> Required work
Render every line of the entries below as a numbered list, omitting blank lines and leaving out the pictures.
--- START OF Records to process ---
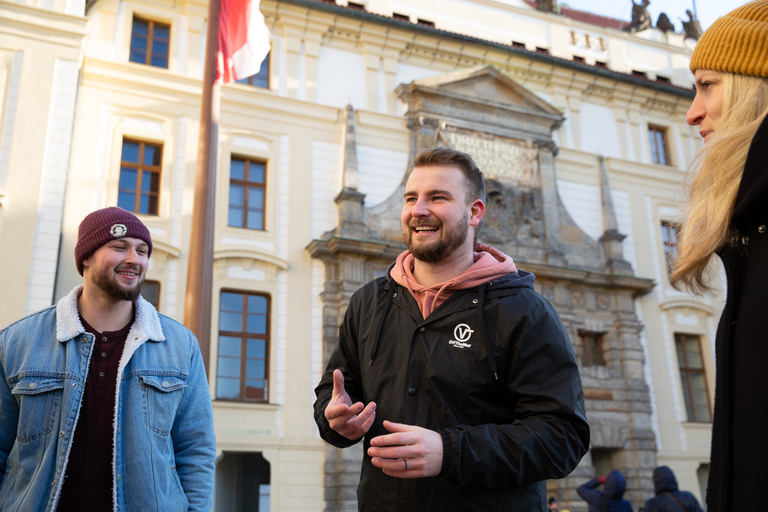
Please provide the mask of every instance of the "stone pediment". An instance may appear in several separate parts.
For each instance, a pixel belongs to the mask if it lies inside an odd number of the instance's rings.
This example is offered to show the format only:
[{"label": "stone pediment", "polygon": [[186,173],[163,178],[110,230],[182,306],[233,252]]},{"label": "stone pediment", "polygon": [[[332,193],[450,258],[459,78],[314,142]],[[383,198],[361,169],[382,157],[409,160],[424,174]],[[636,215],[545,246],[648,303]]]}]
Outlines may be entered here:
--- END OF Records to process ---
> The result
1. Please provide the mask of every instance of the "stone pediment". An instance may appear in several separate parts.
2. For each instance, a pixel belongs to the mask if it lies inside an odd number of the instance's rings.
3. This example is offered to show the format only:
4. [{"label": "stone pediment", "polygon": [[186,173],[163,178],[110,230],[182,306],[233,252]]},{"label": "stone pediment", "polygon": [[[332,193],[450,258],[459,78],[314,142]],[[383,198],[361,169],[382,157],[409,160],[424,174]],[[636,215],[545,246],[648,303]]]}]
5. Outlines may be entered here:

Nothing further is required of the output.